- Text provided:
But even a global giant such as Bombardier isn’t immune to some of the issues faced by small mining outfits. Marc Meloche is the vice-president of structured finance in Bombardier’s aerospace division. “The aviation sector for Canada is similar to any other sector in Canada,” he tells GTR. “The initial focus was on the US, but we’ve had to spread it out. Five to seven years ago, approximately 70% of our market was in the US. We’ve made a concerted effort to enlarge our focus and if you take out the large order jets we have with charter operators, you see a total reversal: the rest of the world now accounts for 60 to 70% of our business.”

Meloche’s job is to facilitate financing for prospective clients of Bombardier’s in order for them to make purchases. Unlike some of his smaller peers, on this front he has plenty of options. While “capital market banks” from North America have maintained a foot in the industry, the straight bank lending has traditionally come primarily from a handful of European banks, “largely because they have more aviation sector experience”. Meloche has also seen the emergence of Chinese and Japanese banks, but undoubtedly during and after the financial crisis, his funding strategy changed.

Perhaps more than any other sector, aircraft has been a great beneficiary of ECA-backed finance. In Germany, Euler Hermes supported more than 30% of aviation transactions in 2012 while in America, US Exim supported 35%. “Since 2008 there’s been more emphasis on the use of export credits and we’re no different from any of our competitors in that regard,” says Meloche. “With the credit crunch you saw the prevalence of export credits, some in the line of 30 to 35% on a combined worldwide basis. But it’s starting to ease. I think now it’s down to about 25%.”

Perhaps the biggest shift in the industry in recent years has been the influx of small, budget carriers. A drop off in demand for executive jets has been picked up by huge orders of aircraft in the 180 to 220-seat range by low-cost airlines.

In March Ryanair placed an order for 175 jets worth US$16bn with Boeing, while Airbus won a US$24bn order for more than 200 passenger jets from Lion Air in the same month. With the launch of its C-Series aircraft – scheduled for first deliveries in 2014 – Bombardier is attempting to tap the most fertile area of market demand. Investissement Québec, a regional economic development agency, has already pledged C$1bn in loans to those hoping to purchase the jet. It shows that despite the value of the resources in the ground beneath them, both local and central government are determined to ensure that Canada’s value-add economy really takes off.

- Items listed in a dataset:
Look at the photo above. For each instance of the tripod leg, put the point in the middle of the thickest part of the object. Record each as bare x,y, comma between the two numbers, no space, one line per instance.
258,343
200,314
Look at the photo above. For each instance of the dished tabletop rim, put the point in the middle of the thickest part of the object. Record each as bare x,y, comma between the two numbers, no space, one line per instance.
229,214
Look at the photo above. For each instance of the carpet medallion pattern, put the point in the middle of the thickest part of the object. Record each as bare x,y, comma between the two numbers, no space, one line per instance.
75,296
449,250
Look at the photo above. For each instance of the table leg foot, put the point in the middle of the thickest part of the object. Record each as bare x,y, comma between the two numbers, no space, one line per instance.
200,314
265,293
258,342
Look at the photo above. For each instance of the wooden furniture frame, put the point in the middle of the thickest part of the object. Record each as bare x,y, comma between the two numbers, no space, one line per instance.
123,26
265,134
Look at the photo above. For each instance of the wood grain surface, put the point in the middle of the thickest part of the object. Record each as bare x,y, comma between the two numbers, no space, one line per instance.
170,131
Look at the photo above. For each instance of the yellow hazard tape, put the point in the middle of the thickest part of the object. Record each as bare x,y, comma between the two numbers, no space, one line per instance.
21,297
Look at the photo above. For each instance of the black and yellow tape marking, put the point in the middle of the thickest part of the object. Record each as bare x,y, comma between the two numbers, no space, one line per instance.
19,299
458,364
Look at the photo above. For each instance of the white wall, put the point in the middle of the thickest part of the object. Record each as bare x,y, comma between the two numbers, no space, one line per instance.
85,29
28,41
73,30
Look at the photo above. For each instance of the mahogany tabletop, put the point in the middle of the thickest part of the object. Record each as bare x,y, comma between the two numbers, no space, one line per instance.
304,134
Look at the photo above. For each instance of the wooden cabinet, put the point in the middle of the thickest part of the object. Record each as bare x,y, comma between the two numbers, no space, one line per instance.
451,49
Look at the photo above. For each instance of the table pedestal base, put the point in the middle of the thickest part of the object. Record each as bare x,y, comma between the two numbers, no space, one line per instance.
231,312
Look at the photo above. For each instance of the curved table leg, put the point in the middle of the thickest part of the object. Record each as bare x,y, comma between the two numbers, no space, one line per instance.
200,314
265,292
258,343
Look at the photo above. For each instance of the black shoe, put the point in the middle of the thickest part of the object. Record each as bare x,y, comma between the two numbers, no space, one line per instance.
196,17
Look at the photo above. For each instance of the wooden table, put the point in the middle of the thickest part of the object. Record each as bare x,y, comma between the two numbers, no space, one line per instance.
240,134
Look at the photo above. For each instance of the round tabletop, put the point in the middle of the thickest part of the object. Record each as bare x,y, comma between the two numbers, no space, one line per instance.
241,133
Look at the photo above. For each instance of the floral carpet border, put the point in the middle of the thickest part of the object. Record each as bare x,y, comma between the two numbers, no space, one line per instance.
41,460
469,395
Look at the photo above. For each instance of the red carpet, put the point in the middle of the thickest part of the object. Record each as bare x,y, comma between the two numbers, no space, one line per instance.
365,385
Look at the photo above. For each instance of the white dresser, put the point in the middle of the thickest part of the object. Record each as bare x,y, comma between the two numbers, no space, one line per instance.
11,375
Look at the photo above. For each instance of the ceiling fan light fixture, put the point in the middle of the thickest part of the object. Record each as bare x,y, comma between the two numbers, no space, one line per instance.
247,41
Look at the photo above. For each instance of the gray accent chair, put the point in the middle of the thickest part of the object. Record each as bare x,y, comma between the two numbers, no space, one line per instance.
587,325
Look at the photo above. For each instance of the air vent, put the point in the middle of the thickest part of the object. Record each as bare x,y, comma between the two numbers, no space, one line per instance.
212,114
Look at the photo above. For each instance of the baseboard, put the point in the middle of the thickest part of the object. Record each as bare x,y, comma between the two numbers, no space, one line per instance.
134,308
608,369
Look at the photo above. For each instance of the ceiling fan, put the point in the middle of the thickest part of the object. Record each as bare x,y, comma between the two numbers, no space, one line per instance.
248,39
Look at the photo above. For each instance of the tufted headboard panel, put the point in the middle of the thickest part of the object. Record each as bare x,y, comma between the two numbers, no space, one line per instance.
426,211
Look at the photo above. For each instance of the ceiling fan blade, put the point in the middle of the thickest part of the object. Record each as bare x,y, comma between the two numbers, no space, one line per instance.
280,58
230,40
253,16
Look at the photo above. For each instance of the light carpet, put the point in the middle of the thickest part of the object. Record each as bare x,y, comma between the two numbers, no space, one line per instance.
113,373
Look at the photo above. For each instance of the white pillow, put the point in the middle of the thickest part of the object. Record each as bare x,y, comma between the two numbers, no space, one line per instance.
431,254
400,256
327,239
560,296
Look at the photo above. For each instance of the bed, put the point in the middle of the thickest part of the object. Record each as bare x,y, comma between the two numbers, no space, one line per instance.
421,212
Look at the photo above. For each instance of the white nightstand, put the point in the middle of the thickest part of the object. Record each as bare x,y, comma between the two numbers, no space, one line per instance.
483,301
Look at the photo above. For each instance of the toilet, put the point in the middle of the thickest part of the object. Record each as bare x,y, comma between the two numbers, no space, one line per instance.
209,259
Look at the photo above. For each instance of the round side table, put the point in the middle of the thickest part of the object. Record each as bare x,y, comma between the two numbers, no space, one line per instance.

- Task brief:
Extract the passage of the article on aviation financing starting with "Perhaps the biggest" and going on through "really takes off.", copying it word for word.

- Output:
Perhaps the biggest shift in the industry in recent years has been the influx of small, budget carriers. A drop off in demand for executive jets has been picked up by huge orders of aircraft in the 180 to 220-seat range by low-cost airlines.

In March Ryanair placed an order for 175 jets worth US$16bn with Boeing, while Airbus won a US$24bn order for more than 200 passenger jets from Lion Air in the same month. With the launch of its C-Series aircraft – scheduled for first deliveries in 2014 – Bombardier is attempting to tap the most fertile area of market demand. Investissement Québec, a regional economic development agency, has already pledged C$1bn in loans to those hoping to purchase the jet. It shows that despite the value of the resources in the ground beneath them, both local and central government are determined to ensure that Canada’s value-add economy really takes off.